■ **Your objective**:
Count how many lines of the listing below contain the string "white" and reply with that number alone.

■ **Extracted data**:
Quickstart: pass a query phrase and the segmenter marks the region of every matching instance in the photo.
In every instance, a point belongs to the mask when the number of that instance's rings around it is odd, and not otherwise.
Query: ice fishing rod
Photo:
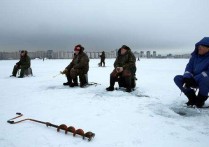
[[[57,75],[55,75],[55,76],[53,76],[53,78],[56,78],[57,76],[59,76],[59,75],[61,75],[62,73],[59,73],[59,74],[57,74]]]
[[[14,121],[15,119],[23,116],[22,113],[16,113],[16,115],[17,115],[16,117],[9,119],[7,122],[10,124],[17,124],[17,123],[21,123],[23,121],[33,121],[33,122],[45,124],[47,127],[57,128],[57,132],[59,132],[60,130],[64,130],[65,134],[67,134],[68,132],[71,132],[73,134],[73,137],[75,137],[76,134],[80,135],[80,136],[82,136],[83,139],[88,138],[88,141],[91,141],[92,138],[94,138],[94,136],[95,136],[95,133],[92,133],[90,131],[84,133],[84,131],[82,129],[75,129],[73,126],[67,127],[67,125],[65,125],[65,124],[61,124],[58,126],[58,125],[52,124],[50,122],[43,122],[43,121],[32,119],[32,118],[26,118],[26,119],[22,119],[19,121]]]

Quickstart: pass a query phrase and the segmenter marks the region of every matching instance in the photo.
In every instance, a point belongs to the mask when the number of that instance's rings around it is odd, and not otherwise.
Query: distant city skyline
[[[209,36],[208,0],[1,0],[0,51],[191,53]]]

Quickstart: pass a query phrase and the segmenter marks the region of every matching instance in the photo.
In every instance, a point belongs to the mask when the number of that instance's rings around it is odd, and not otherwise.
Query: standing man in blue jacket
[[[204,37],[195,44],[184,75],[177,75],[174,82],[187,96],[187,106],[201,108],[208,98],[209,92],[209,37]],[[198,95],[195,90],[199,88]]]

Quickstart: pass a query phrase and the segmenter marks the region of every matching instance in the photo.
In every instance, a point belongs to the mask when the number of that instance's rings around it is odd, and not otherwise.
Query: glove
[[[60,71],[61,74],[66,74],[67,73],[67,69],[64,69],[63,71]]]
[[[194,78],[184,78],[184,83],[187,88],[197,87],[197,83]]]

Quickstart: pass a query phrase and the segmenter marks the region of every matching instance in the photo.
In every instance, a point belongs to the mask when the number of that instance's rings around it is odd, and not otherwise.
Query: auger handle
[[[7,122],[10,124],[14,124],[14,121],[11,121],[11,120],[8,120]]]

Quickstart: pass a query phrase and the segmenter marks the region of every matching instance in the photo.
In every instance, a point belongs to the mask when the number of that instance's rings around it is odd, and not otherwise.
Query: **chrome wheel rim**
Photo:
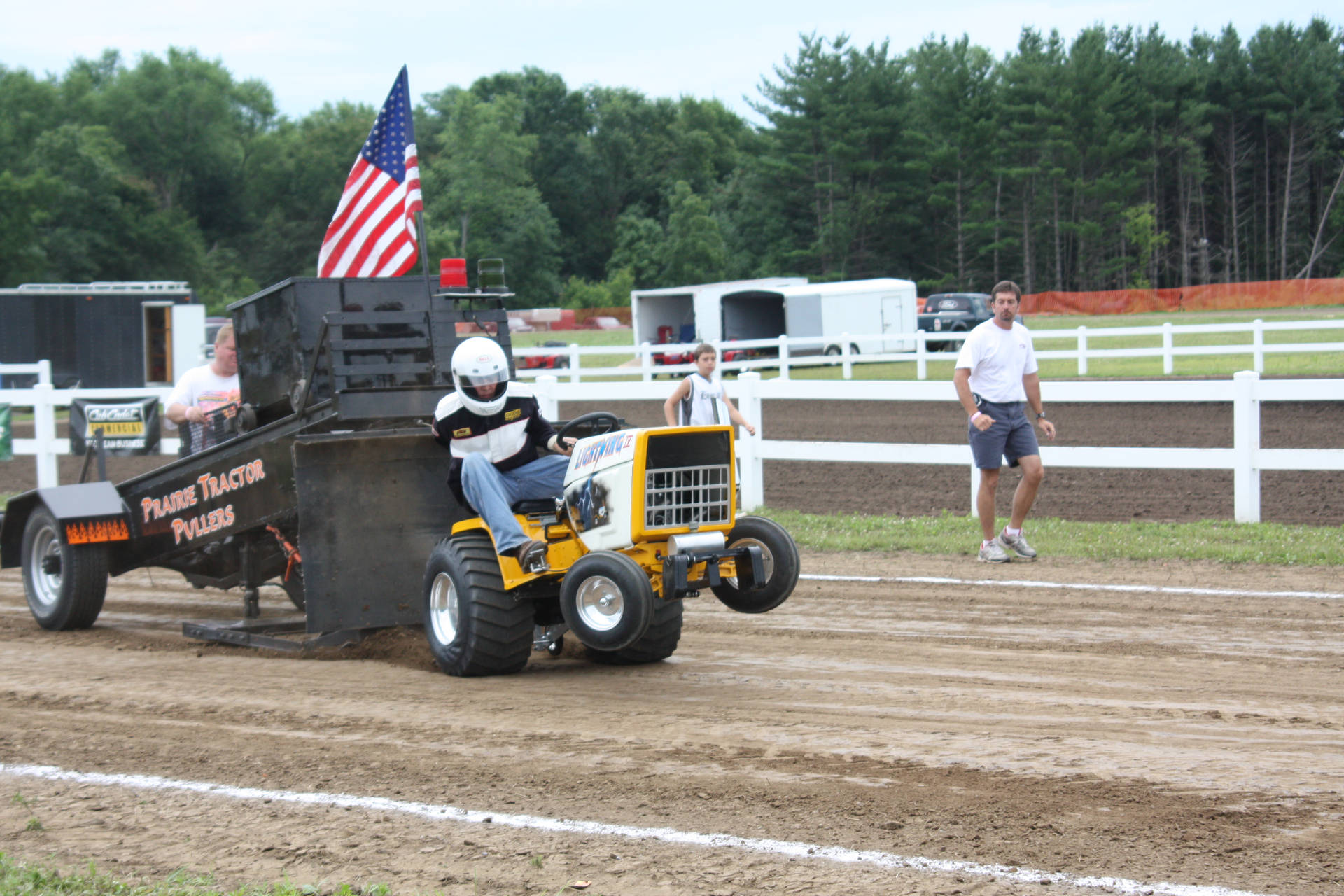
[[[429,588],[429,623],[434,639],[453,643],[457,639],[457,588],[453,576],[439,572]]]
[[[44,525],[32,540],[32,571],[30,575],[32,596],[43,607],[52,607],[60,599],[59,566],[56,572],[43,570],[47,557],[52,556],[56,560],[63,559],[60,556],[60,539],[56,536],[55,529]]]
[[[610,631],[621,625],[625,615],[625,595],[612,579],[594,575],[583,579],[574,606],[585,626],[593,631]]]
[[[750,548],[750,547],[761,548],[761,567],[765,570],[765,582],[769,582],[770,579],[774,578],[774,555],[770,553],[770,548],[767,548],[763,541],[761,541],[758,539],[738,539],[737,541],[734,541],[728,547],[731,547],[731,548]],[[738,560],[737,563],[746,563],[746,560]],[[726,576],[723,576],[723,580],[727,582],[734,588],[738,587],[738,576],[735,576],[735,575],[726,575]],[[765,584],[765,582],[757,582],[757,584]]]

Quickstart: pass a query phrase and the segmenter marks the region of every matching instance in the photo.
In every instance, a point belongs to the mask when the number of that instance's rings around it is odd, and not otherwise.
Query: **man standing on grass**
[[[1019,560],[1030,562],[1036,559],[1036,552],[1023,537],[1021,525],[1036,501],[1046,467],[1040,465],[1040,445],[1027,420],[1025,404],[1031,406],[1040,431],[1050,441],[1055,439],[1055,424],[1046,419],[1040,404],[1039,365],[1031,333],[1015,320],[1021,290],[1017,283],[1005,279],[995,286],[991,297],[995,316],[970,330],[957,355],[952,382],[969,416],[966,433],[970,453],[980,469],[976,512],[985,536],[980,544],[980,560],[1008,563],[1012,560],[1008,551],[1012,551]],[[1007,528],[996,533],[995,496],[1004,458],[1008,458],[1008,466],[1021,466],[1021,481],[1012,496],[1012,517]]]

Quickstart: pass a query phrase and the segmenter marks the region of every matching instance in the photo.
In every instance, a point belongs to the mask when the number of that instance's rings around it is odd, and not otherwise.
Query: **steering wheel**
[[[575,430],[591,429],[590,435],[606,435],[607,433],[614,433],[621,429],[621,418],[610,411],[590,411],[587,414],[579,414],[573,420],[569,420],[560,427],[556,435],[563,439],[569,437]]]

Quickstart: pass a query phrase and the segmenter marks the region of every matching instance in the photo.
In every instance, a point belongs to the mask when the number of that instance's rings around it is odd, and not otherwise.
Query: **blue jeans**
[[[509,508],[519,501],[563,494],[564,472],[569,466],[570,458],[563,454],[547,454],[504,472],[496,469],[484,454],[468,454],[462,458],[462,494],[491,528],[496,553],[512,553],[528,540]]]

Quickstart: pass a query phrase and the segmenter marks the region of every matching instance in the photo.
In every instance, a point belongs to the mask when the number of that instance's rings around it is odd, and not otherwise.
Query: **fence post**
[[[555,384],[558,382],[552,375],[542,373],[532,384],[532,392],[536,395],[536,407],[542,411],[542,416],[548,420],[554,420],[560,415],[560,403],[555,400]]]
[[[742,510],[754,510],[765,504],[765,461],[761,459],[761,375],[743,371],[738,376],[738,410],[755,422],[755,435],[737,439],[738,469],[742,472]],[[743,433],[741,427],[738,433]]]
[[[46,363],[46,361],[43,361]],[[32,386],[32,438],[35,439],[34,454],[38,455],[38,488],[50,489],[60,485],[60,474],[56,467],[56,406],[51,398],[51,368],[47,368],[47,382]]]
[[[1232,373],[1232,517],[1259,523],[1259,373]]]

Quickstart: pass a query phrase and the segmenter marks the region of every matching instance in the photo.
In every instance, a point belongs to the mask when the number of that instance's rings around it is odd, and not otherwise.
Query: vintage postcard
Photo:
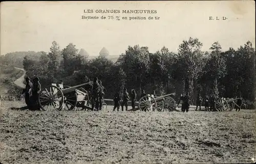
[[[255,162],[255,10],[2,2],[1,163]]]

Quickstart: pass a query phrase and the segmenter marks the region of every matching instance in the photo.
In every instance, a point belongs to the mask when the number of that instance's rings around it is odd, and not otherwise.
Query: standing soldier
[[[185,112],[185,110],[184,108],[184,96],[182,95],[182,94],[180,94],[180,99],[179,99],[179,101],[178,101],[178,106],[179,106],[179,104],[180,104],[180,102],[181,102],[181,112]]]
[[[157,94],[156,93],[156,91],[155,91],[155,90],[154,90],[154,91],[153,91],[153,95],[154,95],[154,97],[157,97]]]
[[[99,95],[100,94],[100,86],[98,83],[98,78],[94,77],[93,79],[93,87],[92,88],[92,110],[94,110],[94,107],[99,110]]]
[[[187,92],[186,93],[186,95],[184,96],[184,110],[183,112],[185,112],[185,110],[186,110],[186,112],[188,112],[188,109],[189,108],[189,105],[190,103],[190,97],[188,95],[188,92]]]
[[[30,98],[33,91],[33,84],[30,81],[30,78],[29,77],[26,78],[26,82],[27,82],[27,85],[22,94],[25,93],[26,104],[29,109],[30,109]]]
[[[204,107],[206,111],[209,111],[209,97],[208,95],[205,95],[205,97],[204,98]]]
[[[120,92],[119,91],[116,91],[115,95],[114,96],[114,109],[113,111],[115,111],[116,108],[117,107],[117,112],[119,110],[120,107]]]
[[[101,110],[101,107],[102,106],[102,102],[103,102],[103,99],[104,97],[104,95],[105,95],[105,92],[106,91],[106,89],[105,89],[105,87],[104,87],[101,84],[101,81],[99,80],[99,85],[100,87],[100,94],[99,95],[99,110]]]
[[[145,90],[143,90],[142,93],[140,95],[140,98],[145,96],[146,96],[146,94],[145,93]]]
[[[123,106],[125,106],[125,110],[128,110],[128,100],[129,100],[129,94],[127,92],[127,89],[124,88],[123,93],[123,102],[122,102],[122,111],[123,111]]]
[[[39,93],[41,91],[41,84],[39,83],[39,78],[38,77],[34,79],[33,82],[32,99],[36,109],[39,110],[40,107],[38,105],[37,99],[38,98]]]
[[[201,111],[201,105],[202,104],[202,97],[201,97],[201,94],[199,93],[197,97],[197,106],[196,107],[196,111],[197,111],[197,107],[199,106],[199,110]]]
[[[136,100],[137,94],[135,89],[132,90],[132,107],[133,110],[135,110],[135,100]]]
[[[242,99],[242,98],[240,97],[238,99],[238,100],[237,101],[237,104],[239,106],[236,105],[236,107],[236,107],[236,111],[238,111],[238,112],[240,111],[242,103],[243,103],[243,100]]]

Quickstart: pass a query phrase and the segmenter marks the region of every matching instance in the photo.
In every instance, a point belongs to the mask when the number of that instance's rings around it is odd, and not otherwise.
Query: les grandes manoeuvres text
[[[157,11],[154,10],[101,10],[84,9],[84,13],[112,13],[112,14],[156,14]]]

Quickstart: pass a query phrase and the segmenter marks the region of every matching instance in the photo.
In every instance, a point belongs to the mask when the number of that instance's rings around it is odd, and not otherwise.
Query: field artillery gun
[[[218,112],[231,111],[234,107],[240,108],[241,107],[241,105],[239,106],[237,103],[234,102],[235,101],[237,101],[240,99],[240,98],[234,99],[229,98],[227,99],[224,98],[219,99],[216,102],[216,110]]]
[[[69,87],[55,84],[44,88],[39,93],[38,102],[43,111],[92,110],[89,106],[89,94],[83,87],[91,89],[93,82]]]
[[[138,104],[138,107],[142,111],[163,112],[165,110],[173,111],[176,108],[175,100],[171,97],[175,93],[154,97],[153,95],[147,95],[141,97]]]
[[[227,103],[228,103],[228,111],[231,111],[233,110],[233,109],[236,107],[238,107],[239,108],[241,108],[243,103],[241,102],[241,105],[239,105],[238,103],[238,100],[241,99],[240,98],[229,98],[226,100]],[[235,101],[237,101],[237,103],[235,102]]]

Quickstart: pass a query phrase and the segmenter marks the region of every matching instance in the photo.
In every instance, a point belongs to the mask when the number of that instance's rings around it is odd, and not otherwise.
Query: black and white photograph
[[[254,1],[0,12],[1,163],[256,162]]]

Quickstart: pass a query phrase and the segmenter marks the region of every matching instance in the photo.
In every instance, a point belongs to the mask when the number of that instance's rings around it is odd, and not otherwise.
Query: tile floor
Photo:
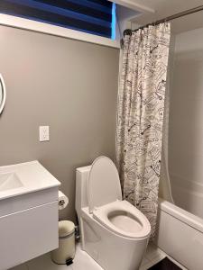
[[[147,248],[140,270],[147,270],[166,256],[167,255],[159,248],[153,244],[150,244]],[[168,257],[180,268],[187,270],[169,256]],[[58,266],[52,263],[50,253],[48,253],[10,270],[103,270],[103,268],[101,268],[86,252],[82,251],[80,245],[78,244],[74,263],[71,266]]]

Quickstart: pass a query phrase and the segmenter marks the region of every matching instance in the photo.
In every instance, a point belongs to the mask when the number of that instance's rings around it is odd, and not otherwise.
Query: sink
[[[15,173],[0,174],[0,192],[22,186],[23,184]]]

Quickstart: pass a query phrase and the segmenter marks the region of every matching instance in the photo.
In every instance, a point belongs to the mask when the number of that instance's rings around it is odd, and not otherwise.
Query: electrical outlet
[[[50,127],[49,126],[40,126],[40,141],[50,140]]]

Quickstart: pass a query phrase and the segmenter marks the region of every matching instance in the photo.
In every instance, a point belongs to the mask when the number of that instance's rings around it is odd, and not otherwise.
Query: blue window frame
[[[0,13],[115,38],[115,4],[107,0],[0,0]]]

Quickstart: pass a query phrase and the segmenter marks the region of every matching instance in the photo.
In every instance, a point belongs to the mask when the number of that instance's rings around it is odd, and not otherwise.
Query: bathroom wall
[[[203,28],[176,36],[171,83],[169,161],[180,206],[202,213]],[[201,191],[202,190],[202,191]]]
[[[38,159],[69,198],[60,218],[75,220],[75,169],[115,158],[118,60],[116,49],[0,26],[0,166]]]

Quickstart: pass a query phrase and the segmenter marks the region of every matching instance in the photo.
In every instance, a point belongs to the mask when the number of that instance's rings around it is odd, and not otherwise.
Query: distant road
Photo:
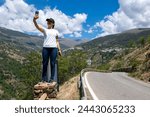
[[[88,89],[95,99],[150,100],[150,84],[130,78],[126,73],[85,73]]]

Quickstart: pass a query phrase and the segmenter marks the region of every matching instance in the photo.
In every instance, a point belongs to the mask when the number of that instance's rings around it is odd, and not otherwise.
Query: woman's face
[[[52,22],[47,22],[47,26],[48,26],[48,29],[51,29],[53,27],[53,23]]]

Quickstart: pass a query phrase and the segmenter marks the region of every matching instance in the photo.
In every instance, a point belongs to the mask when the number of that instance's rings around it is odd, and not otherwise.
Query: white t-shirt
[[[43,47],[47,48],[57,48],[56,36],[59,35],[59,32],[56,29],[44,29],[44,43]]]

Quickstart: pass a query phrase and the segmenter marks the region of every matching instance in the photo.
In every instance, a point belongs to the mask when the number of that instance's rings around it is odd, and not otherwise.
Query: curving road
[[[127,73],[86,72],[84,78],[94,99],[150,100],[150,84],[130,78]]]

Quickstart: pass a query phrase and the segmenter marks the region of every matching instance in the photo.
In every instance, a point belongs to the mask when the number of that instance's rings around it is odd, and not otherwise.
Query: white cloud
[[[75,35],[75,37],[81,37],[82,36],[81,32],[74,32],[74,35]]]
[[[34,5],[27,4],[24,0],[6,0],[0,6],[0,26],[9,29],[27,32],[27,33],[40,33],[33,25],[33,15],[36,11]],[[82,36],[84,30],[82,25],[86,22],[87,15],[74,14],[73,17],[68,16],[60,10],[46,7],[40,11],[40,18],[38,23],[46,27],[46,18],[52,17],[56,22],[56,29],[60,34],[72,34],[73,36]]]
[[[120,8],[104,20],[97,22],[93,29],[100,28],[98,36],[119,33],[132,28],[150,27],[150,0],[119,0]]]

■ **Written reply**:
3